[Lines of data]

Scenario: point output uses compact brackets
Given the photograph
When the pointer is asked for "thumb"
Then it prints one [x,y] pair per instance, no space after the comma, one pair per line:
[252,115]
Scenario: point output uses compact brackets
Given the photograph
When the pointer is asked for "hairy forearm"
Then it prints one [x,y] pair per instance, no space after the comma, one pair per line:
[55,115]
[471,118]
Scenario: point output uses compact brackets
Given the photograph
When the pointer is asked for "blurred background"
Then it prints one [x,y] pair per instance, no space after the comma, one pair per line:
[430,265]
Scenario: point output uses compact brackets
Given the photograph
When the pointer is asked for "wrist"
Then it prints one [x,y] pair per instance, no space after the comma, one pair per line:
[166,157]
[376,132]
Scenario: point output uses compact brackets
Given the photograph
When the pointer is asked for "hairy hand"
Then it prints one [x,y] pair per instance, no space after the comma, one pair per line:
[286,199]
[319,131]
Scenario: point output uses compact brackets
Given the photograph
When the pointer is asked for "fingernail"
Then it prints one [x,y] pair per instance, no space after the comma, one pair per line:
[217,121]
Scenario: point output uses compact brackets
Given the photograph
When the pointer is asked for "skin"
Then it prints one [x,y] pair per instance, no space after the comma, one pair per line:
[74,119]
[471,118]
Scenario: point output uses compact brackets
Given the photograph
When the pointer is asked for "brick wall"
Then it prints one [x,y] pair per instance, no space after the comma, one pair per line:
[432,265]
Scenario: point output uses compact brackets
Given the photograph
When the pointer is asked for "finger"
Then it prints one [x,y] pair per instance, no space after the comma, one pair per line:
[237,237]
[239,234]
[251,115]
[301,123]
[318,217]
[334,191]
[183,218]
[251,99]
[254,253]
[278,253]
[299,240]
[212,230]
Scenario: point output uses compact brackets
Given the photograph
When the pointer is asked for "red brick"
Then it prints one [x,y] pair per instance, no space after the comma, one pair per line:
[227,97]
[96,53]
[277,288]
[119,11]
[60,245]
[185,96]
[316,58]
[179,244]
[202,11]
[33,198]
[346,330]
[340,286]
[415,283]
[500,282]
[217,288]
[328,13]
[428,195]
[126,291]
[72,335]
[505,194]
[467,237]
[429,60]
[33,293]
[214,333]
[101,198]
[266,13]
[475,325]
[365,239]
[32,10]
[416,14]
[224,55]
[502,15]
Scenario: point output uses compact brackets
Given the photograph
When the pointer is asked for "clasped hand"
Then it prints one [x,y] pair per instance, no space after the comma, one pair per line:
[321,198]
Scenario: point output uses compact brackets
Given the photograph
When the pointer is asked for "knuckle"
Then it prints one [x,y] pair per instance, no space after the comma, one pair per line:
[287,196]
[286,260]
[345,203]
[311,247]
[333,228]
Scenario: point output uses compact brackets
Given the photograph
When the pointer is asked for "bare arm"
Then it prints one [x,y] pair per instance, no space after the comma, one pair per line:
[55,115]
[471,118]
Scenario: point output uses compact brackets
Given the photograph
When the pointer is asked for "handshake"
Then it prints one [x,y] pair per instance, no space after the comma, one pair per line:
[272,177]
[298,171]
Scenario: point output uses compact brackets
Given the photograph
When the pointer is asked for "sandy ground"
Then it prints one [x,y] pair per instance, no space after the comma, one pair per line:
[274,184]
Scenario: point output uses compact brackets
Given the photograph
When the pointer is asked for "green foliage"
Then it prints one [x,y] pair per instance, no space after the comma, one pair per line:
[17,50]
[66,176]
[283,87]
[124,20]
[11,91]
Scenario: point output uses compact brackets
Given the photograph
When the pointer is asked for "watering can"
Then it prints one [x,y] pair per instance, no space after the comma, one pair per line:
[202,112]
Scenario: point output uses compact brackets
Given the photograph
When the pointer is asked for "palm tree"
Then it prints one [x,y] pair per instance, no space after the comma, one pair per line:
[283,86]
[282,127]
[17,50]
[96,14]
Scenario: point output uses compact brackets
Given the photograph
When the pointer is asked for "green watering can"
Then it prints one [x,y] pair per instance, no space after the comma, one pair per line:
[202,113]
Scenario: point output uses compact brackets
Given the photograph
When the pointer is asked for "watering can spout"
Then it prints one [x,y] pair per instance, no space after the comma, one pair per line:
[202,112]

What needs to be done
Repeat every line of the records above exactly.

Complete response
Scenario: point output uses compact brackets
Given the photograph
When the pointer is asked for "thumb"
Then it prints one [x,y] pair per instance, no space after the comma, one pair per line:
[252,115]
Scenario: point output uses compact brackets
Given the photograph
When the pointer is asked for "hairy forearm"
Then it prints one [x,y] pair per instance, no space after the comma, one pair per line:
[55,115]
[471,118]
Scenario: point output uses compact brackets
Given the photograph
When the pointer is asked for "blurred background"
Then it prints one [x,y] pair per instance, no space after the comma, one pair per line:
[430,265]
Scenario: point output uses compact brackets
Given the photograph
When the pointer is asked for "wrist"
Then it prints one [x,y] pair per instance, no space after the comma, one pair per line:
[166,157]
[376,132]
Scenario: point output uses compact brackets
Given the photograph
When the pointer is asked for "hairy hand"
Then it prints one [x,y] pair per instance, no space after the comma, one pair per line:
[286,199]
[319,131]
Scenario: point output uses compact brackets
Given the photograph
When the pointer is asked for "fingernail"
Then it prints one [x,y] pair per instance, no space after the comma, one pair per line:
[217,121]
Scenario: point output uses compact brackets
Given the photograph
When the pointer is asked for "skin"
Then it prints one [x,y] pair per instance, no space after the comma, one pair per line:
[74,119]
[471,118]
Scenario: point output uses compact brackets
Given the photograph
When the pointer is asked for "brick wall"
Then it prints one [x,y] pair per instance, no space after the comma, one pair per line:
[432,265]
Scenario: point output uses compact brackets
Given the photograph
When the pointer is asked for "finger"
Then it prints one [x,y] pair per instance, no space after the comma, one pair per line:
[237,237]
[239,234]
[251,115]
[301,123]
[318,217]
[334,191]
[183,218]
[251,99]
[254,253]
[278,253]
[299,240]
[212,230]
Scenario: point output uses compact brackets
Given the photograph
When the pointer is asked for "red brick"
Then it prints one [x,y] pair per instance, no space after the comma, one pair per line:
[227,97]
[96,53]
[277,288]
[119,11]
[60,245]
[185,96]
[316,58]
[179,244]
[202,11]
[33,198]
[346,330]
[340,286]
[415,283]
[500,282]
[217,288]
[328,13]
[428,195]
[126,291]
[72,335]
[505,194]
[467,237]
[429,60]
[33,293]
[214,333]
[101,198]
[266,13]
[475,325]
[365,239]
[32,10]
[416,14]
[224,55]
[502,15]
Scenario: point output uses compact brackets
Given the photograph
When the pointer is asked for "clasped hand"
Then it prints one [x,y] pair per instance, no space after the comma, one pair per line:
[321,198]
Scenario: point output uses compact brackets
Given the photograph
When the pointer is asked for "knuckle"
Then it prints one [x,y] pair per instance, no space after the comma, one pair per line:
[287,196]
[286,260]
[345,203]
[311,247]
[333,228]
Scenario: point output uses compact brackets
Given the photograph
When the pointer is asked for "bare arm"
Then it prints one [x,y] pair per instance, no space after the comma, one pair per line:
[55,115]
[471,118]
Scenario: point output uses compact brackets
Given the photograph
When the pointer is asked for "handshake"
Then it prints one [x,y] pair per instance, no space after the comma, one pair per line:
[272,177]
[298,171]
Scenario: point output uses compact brackets
Given the photograph
When the pointer is asked for "sandy ground"
Then it prints one [x,y] pair per instance, no space after the comma, one pair per line:
[274,184]
Scenario: point output uses compact brackets
Given the photograph
When the pointer is asked for "green foliage"
Then it prints one [x,y] pair per instance, no space after the comma, one pair per line:
[17,50]
[66,176]
[283,87]
[124,20]
[11,91]
Scenario: point output uses compact brackets
Given the photograph
When the pointer is asked for "watering can"
Then it prints one [x,y] pair per instance, no space after the comma, one pair per line:
[202,112]
Scenario: point output uses compact brackets
Given the photograph
When the pointer is asked for "palm tree"
Then it prints one [x,y] pair per instance, no space after the comma, one pair per line:
[283,86]
[282,127]
[17,50]
[96,14]
Scenario: point output uses compact brackets
Given the photograph
When the pointer is asked for "green watering can"
Then it prints one [x,y] pair per instance, no space after the comma, one pair per line:
[202,113]
Scenario: point output uses compact brackets
Given the photograph
When the pointer is asked for "watering can spout"
Then it prints one [x,y] pair per instance, no space after the comma, one pair per line:
[202,112]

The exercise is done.